INPUT DATA:
+ + + + + + +

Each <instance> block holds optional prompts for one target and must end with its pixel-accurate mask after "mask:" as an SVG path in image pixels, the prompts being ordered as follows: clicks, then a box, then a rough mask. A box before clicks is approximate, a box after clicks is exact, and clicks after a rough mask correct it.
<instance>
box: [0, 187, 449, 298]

+ + + + + + +

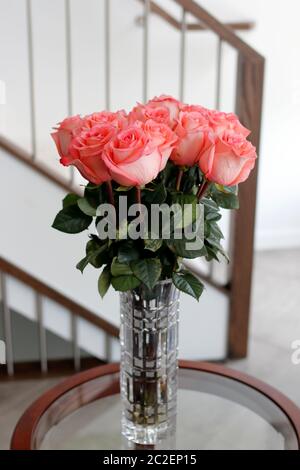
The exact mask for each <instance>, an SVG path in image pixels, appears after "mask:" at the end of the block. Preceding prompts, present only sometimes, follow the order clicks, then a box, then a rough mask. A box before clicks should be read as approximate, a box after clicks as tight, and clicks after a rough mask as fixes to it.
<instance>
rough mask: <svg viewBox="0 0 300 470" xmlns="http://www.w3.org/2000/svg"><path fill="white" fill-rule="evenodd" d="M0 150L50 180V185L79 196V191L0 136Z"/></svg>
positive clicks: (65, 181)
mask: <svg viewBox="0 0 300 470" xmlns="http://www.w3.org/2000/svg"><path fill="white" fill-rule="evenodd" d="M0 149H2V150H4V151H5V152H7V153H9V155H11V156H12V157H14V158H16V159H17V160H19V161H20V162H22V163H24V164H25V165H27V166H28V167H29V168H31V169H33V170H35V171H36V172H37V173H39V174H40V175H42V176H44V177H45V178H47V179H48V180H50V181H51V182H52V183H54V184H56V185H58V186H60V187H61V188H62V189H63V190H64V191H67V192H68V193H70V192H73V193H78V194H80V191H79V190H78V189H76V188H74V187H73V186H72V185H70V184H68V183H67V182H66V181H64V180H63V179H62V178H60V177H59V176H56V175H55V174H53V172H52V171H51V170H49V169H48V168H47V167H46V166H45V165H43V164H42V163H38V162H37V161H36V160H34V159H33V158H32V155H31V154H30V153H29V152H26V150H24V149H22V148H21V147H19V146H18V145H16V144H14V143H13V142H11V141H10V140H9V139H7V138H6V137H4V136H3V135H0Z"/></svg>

+ + + + + + +

ASSIGNMENT:
Replace "rough mask" with "coarse mask" in everything from the line containing "Each <instance> block" down to the line containing "box: [0, 187, 449, 298]", leaving the rest unchanged, and write out only those lines.

FINAL ANSWER:
Each <instance> block holds optional prompts for one target and must end with its pixel-accurate mask after "mask:" as an SVG path in image pixels, the prompts being ordered as follows: clicks, then a box, then a coarse mask. A box before clicks is approximate, a box after clicks is exact, and clicks after a coarse mask correct it.
<instance>
box: [0, 187, 449, 298]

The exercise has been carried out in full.